- _Werkopdrachten_:
a - Beoordeel per uitspraak of die strookt met de tekst over K. Runia. Antwoord met ja of nee en citeer letterlijk de woorden uit die tekst die de doorslag geven: (i) Runia werd geboren in Oudeschoot. (ii) Runia promoveerde in Kampen. (iii) Runia keerde in 1971 terug naar Nederland.
b - Schrijf de tekst over K. Runia verder, te beginnen na de laatste zin ervan.

== Tekstfragment ==

Biografie: K. Runia, strijder tegen de vrijzinnigheid
Zijn verzet tegen de oprukkende vrijzinnigheid in de Gereformeerde Kerken in Nederland tekende de Kamper theoloog K. Runia.
Klaas Runia werd op 7 mei 1926 geboren in een onderwijzersgezin in de Friese plaats Oudeschoot, bij Heerenveen. Hij studeerde theologie aan de Vrije Universiteit (VU) in Amsterdam. Runia was een begaafd student. Op 19-jarige leeftijd hield hij zijn eerste preek, toen hij 21 was rondde hij de studie af. In 1949 werd Runia gereformeerd predikant in het pas ontstane polderdorp Marknesse. Drie jaar later vertrok hij naar Dokkum. In 1955 promoveerde hij aan de VU bij prof. dr. G. C. Berkouwer op een dogmatisch thema: ”De theologische tijd bij Karl Barth”.
In het spoor van veel Nederlandse emigranten trok Runia in 1956 naar Australië. Daar werd hij hoogleraar systematische vakken aan het Reformed Theological College in Geelong, Victoria. In 1971 keerde Runia terug in Nederland. Hij was benoemd tot hoogleraar praktische theologie aan de Theologische Hogeschool in Kampen.
De hoogleraar nam regelmatig stelling tegen de oprukkende vrijzinnigheid in de Gereformeerde Kerken. Hij veroordeelde de visies van liberale theologen zoals Kuitert en Wiersinga en betreurde het dat de laatste niet werd afgezet. In 2000 pleitte Runia voor het opstappen van de Kamper hoogleraar C. J. den Heyer, die in zijn boek ”Ruim geloven” de Bijbel niet het Woord van God, maar een boek van mensen noemde.
Blij met de grote leervrijheid binnen de Gereformeerde Kerken, die in 2004 opgingen in de Protestantse Kerk in Nederland, was Runia allerminst. „Ik ben daar heel ambivalent over”, zei hij in 1996 in dagblad Trouw. „Dat benauwde van vroeger, toen geen afwijking van de leer getolereerd werd, was niet gezond. Maar nu is er zoveel pluraliteit dat niemand meer weet waar de kerk voor staat.” Anderzijds toonde hij interesse in de breedte van de wereldwijde kerk. Zo was hij enkele malen voorzitter van de Gereformeerde Oecumenische Synode.

===
== Gegevensuittreksel ==

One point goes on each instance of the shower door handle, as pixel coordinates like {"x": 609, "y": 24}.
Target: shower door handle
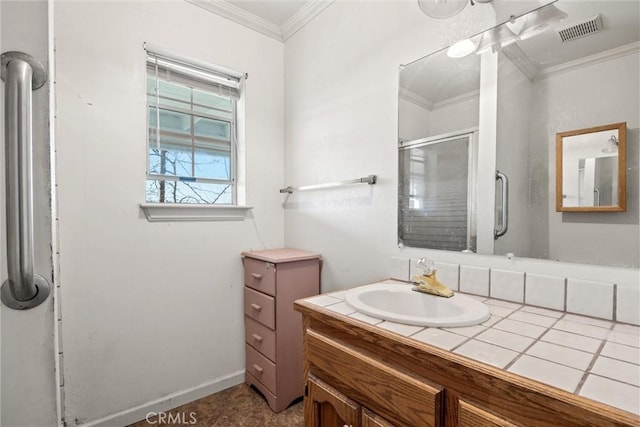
{"x": 504, "y": 223}
{"x": 22, "y": 73}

===

- _Antwoorden_:
a -
(i) Ja: "geboren in een onderwijzersgezin in de Friese plaats Oudeschoot, bij Heerenveen"
(ii) Nee: "In 1955 promoveerde hij aan de VU bij prof. dr. G. C. Berkouwer"
(iii) Ja: "In 1971 keerde Runia terug in Nederland."

b -
Behalve een begenadigd spreker was Runia ook een veelschrijver. Van 1972 tot 1996 was hij hoofdredacteur van het Centraal Weekblad. Zijn eerste sporen op het pad van de journalistiek zette hij al in 1957, als medewerker van het Friesch Dagblad, een zelfstandige regionale krant van gereformeerde snit.
De hoogleraar schreef tientallen boeken. Zijn zoon Douwe, classicus aan de universiteit van Melbourne, stelde na het overlijden van zijn vader een bibliografie op van ruim 100 pagina’s met daarin alle bekende publicaties. Titels van de hand van Runia zijn onder meer ”Het hoge Woord in de lage landen” (1985), over de geschiedenis van de prediking, en de bundel ”In het krachtenveld van de Geest” (1992), met daarin eigen werk en zijn afscheidscollege. In ”Wegen en doolwegen in de nieuwere theologie” (1999) stelt hij dat vrijzinnige 20e-eeuwse theologen weinig verschillen van hun 19e-eeuwse voorgangers. In zijn boek ”Op zoek naar de Geest” (2000) poogt Runia het gereformeerde gedachtegoed te combineren met gedachten uit de charismatische theologie, waar hij op latere leeftijd door beïnvloed werd.
Klaas Runia overleed op 14 oktober 2006.
Lees ook:
Prof. dr. K. Runia 1926-2006 (Reformatorisch Dagblad, 17-10-2006)
Prof. K. Runia (80) overleden (Reformatorisch Dagblad, 16-10-2006)
Dr. Runia vraagt prof. Den Heyer af te treden (Reformatorisch Dagblad, 28-12-2000)
Prof. dr. K. Runia staat vijftig jaar in het ambt (Reformatorisch Dagblad, 25-09-1999)
De onzekerheid slaat toe : Prof. Runia: Duidelijke uitspraken van synode helpen gemeente tegen Kuiterts overtuigingskracht (Reformatorisch Dagblad, 04-12-1998)
Nieuwe hoofdredactie verbreed vanwege SoW : Centraal Weekblad zwaait prof. Runia uit (Reformatorisch Dagblad, 30-05-1996)
Prof. Runia: Geen enkele kerk weet met pluraliteit om te gaan : Scheidende Kamper hoogleraar: Confessie niet meer maatstaf, maar terug naar vroeger kan ook niet meer (Reformatorisch Dagblad, 19-09-1992)
Prof. Runia in Kamper oratie: Historisch-kritische methode opereert met een onwettig werkelijkheidsbegrip (Reformatorisch Dagblad, 28-01-1972)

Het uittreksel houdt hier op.